#### [PROBLEM STATEMENT]
From the tumor bud study abstract below, list every category that observers could assign to a tumor bud candidate.

PAGE EXCERPT: Begin

Assessment of individual tumor buds using keratin immunohistochemistry: moderate interobserver agreement suggests a role for machine learning

J. Bokhorst, A. Blank, A. Lugli, I. Zlobec, H. Dawson, M. Vieth, L. Rijstenberg, S. Brockmoeller, M. Urbanowicz, J. Flejou, R. Kirsch, F. Ciompi, J. van der Laak and I. Nagtegaal

Modern Pathology 2019.

DOI PMID Cited by ~31

Tumor budding is a promising and cost-effective biomarker with strong prognostic value in colorectal cancer. However, challenges related to interobserver variability persist. Such variability may be reduced by immunohistochemistry and computer-aided tumor bud selection. Development of computer algorithms for this purpose requires unequivocal examples of individual tumor buds. As such, we undertook a large-scale, international, and digital observer study on individual tumor bud assessment. From a pool of 46 colorectal cancer cases with tumor budding, 3000 tumor bud candidates were selected, largely based on digital image analysis algorithms. For each candidate bud, an image patch (size 256 x 256 um) was extracted from a pan cytokeratin-stained whole-slide image. Members of an International Tumor Budding Consortium (n = 7) were asked to categorize each candidate as either (1) tumor bud, (2) poorly differentiated cluster, or (3) neither, based on current definitions. Agreement was assessed with Cohen's and Fleiss Kappa statistics. Fleiss Kappa showed moderate overall agreement between observers (0.42 and 0.51), while Cohen's Kappas ranged from 0.25 to 0.63. Complete agreement by all seven observers was present for only 34% of the 3000 tumor bud candidates, while 59% of the candidates were agreed on by at least five of the seven observers. Despite reports of moderate-to-substantial agreement with respect to tumor budding grade, agreement with respect to individual pan cytokeratin-stained tumor buds is moderate at most. A machine learning approach may prove especially useful for a more robust assessment of individual tumor buds.

PAGE EXCERPT: End
PROVIDED INFORMATION: Begin

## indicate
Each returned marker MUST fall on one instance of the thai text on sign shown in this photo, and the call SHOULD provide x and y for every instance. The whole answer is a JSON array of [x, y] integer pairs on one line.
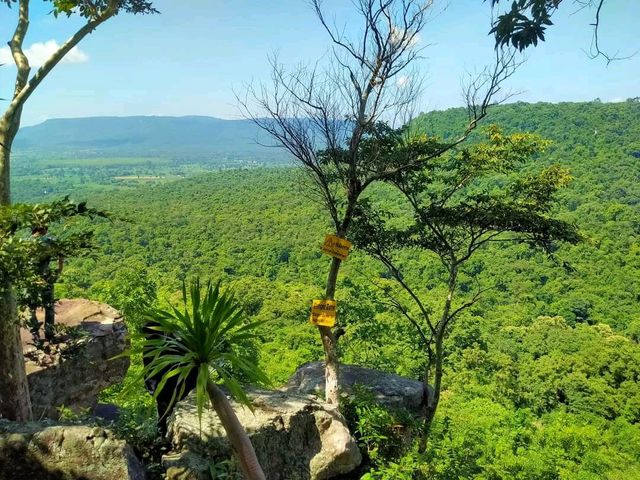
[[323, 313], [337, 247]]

PROVIDED INFORMATION: End
PROVIDED INFORMATION: Begin

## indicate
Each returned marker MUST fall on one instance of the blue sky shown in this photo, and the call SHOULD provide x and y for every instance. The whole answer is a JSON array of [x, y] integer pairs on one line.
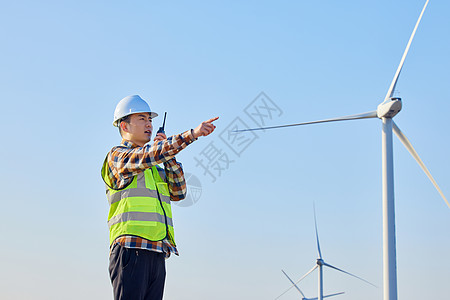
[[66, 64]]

PROVIDED INFORMATION: End

#### [YOUR RESPONSE]
1. Tumor bud
2. Poorly differentiated cluster
3. Neither